» What is being asked
Locate every line in the items below that contains the string "pier", and copy each such line in full. Matching is case-sensitive.

» Dataset rows
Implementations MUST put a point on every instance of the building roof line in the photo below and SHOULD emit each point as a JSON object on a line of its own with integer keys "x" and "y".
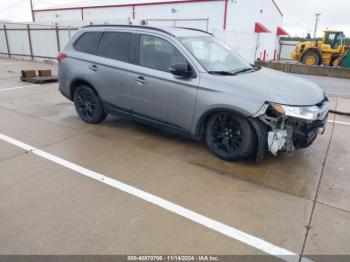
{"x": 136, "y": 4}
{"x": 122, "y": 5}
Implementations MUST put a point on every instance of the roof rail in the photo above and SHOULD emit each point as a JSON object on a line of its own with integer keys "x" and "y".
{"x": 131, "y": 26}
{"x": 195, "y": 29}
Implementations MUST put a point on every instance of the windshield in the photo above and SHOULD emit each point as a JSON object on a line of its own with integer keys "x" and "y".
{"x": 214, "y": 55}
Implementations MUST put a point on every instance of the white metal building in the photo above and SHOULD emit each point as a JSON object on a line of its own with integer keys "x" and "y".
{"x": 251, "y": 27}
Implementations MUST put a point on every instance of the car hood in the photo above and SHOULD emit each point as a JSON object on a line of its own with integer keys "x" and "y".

* * *

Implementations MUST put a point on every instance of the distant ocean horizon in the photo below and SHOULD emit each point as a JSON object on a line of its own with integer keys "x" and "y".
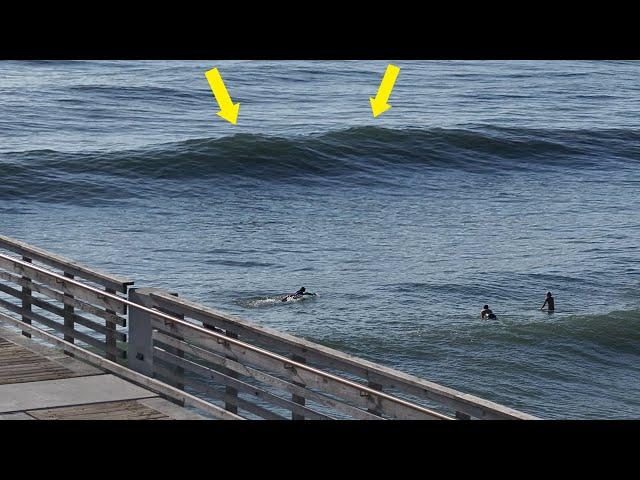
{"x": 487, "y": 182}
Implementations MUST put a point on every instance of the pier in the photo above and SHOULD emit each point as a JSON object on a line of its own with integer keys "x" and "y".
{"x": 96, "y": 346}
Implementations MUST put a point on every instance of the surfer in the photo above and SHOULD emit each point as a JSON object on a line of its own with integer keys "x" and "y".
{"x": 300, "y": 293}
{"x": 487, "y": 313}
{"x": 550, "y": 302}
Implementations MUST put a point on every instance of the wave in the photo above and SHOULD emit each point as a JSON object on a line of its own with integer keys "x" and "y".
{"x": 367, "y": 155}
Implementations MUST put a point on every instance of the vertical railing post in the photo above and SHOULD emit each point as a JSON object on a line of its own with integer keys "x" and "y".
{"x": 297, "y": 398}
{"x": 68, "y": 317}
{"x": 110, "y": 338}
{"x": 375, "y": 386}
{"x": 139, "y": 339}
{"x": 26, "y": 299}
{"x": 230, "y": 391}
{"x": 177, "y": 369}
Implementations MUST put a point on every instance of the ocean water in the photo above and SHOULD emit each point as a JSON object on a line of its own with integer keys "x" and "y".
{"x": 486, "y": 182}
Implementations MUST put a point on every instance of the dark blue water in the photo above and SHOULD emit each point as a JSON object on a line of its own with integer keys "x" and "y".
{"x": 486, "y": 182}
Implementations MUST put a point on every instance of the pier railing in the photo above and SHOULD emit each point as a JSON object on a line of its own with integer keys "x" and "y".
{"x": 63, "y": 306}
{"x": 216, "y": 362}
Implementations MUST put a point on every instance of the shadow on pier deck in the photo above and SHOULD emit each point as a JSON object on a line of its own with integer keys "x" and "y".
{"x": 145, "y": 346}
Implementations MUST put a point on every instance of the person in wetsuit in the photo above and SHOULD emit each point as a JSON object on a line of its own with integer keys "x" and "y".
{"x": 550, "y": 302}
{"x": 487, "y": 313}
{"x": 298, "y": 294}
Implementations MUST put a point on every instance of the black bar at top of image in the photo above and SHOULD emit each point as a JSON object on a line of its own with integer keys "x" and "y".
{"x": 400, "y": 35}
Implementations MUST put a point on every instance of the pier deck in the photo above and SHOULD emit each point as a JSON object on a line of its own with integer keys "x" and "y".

...

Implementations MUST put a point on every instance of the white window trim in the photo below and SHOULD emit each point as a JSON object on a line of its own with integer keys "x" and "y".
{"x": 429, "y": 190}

» Written response
Implementations MUST put a point on every instance of the pier in the photo above and SHOULD emit each point as a JSON object on a line of its own with integer keys "x" and "y".
Implementations MUST put a point on every instance of the pier railing in the photo above and SHOULD emit each point as a JSON object on a line of its own with integer keys "x" and "y".
Implementations MUST put a point on every instance of the shadow on pier deck in the photo above and SHOULD emit each point as a JSON object on a line of its own with integer keys "x" and "y".
Implementations MUST put a point on every instance of the pier deck in the photo above and SHOULD emit each point as a JSON object on a line of its own with integer keys "x" and "y".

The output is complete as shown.